**Written problem 1:** In the Random Forest commands text, what is the default maximum tree depth?
**Written problem 2:** Please reproduce the part of the Random Forest commands text that begins at the words "Create Options" and ends after the words "split (default: sqrt(n))".

**Supplied text:**
********************

Standard Random Forest Commands

The standard Random Forest implementations provide core ensemble learning functionality.

Usage

forest_cuda <command> [options]
forest_opencl <command> [options]
rust_cuda/target/release/forest_cuda <command> [options]

Commands

Command	Description
create	Create a new Random Forest model
train	Train a Random Forest model
predict	Make predictions with a trained model
info	Display model information
help	Show help message

Create Options

Option	Description
--trees=N	Number of trees (default: 100)
--max-depth=N	Maximum tree depth (default: 10)
--min-leaf=N	Minimum samples per leaf (default: 1)
--min-split=N	Minimum samples to split (default: 2)
--max-features=N	Maximum features per split (default: sqrt(n))
--criterion=C	Split criterion: gini, entropy, mse, variancereduction
--task=T	Task type: classification, regression
--save=FILE	Save model to file (required)

Train Options

Option	Description
--model=FILE	Model file to load (required)
--data=FILE	Training data CSV file (required)
--save=FILE	Save trained model to file (required)

********************

**Information shown:**
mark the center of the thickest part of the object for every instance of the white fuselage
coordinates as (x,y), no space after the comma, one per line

********************

**Output 1:** 10

**Output 2:**
Create Options

Option	Description
--trees=N	Number of trees (default: 100)
--max-depth=N	Maximum tree depth (default: 10)
--min-leaf=N	Minimum samples per leaf (default: 1)
--min-split=N	Minimum samples to split (default: 2)
--max-features=N	Maximum features per split (default: sqrt(n))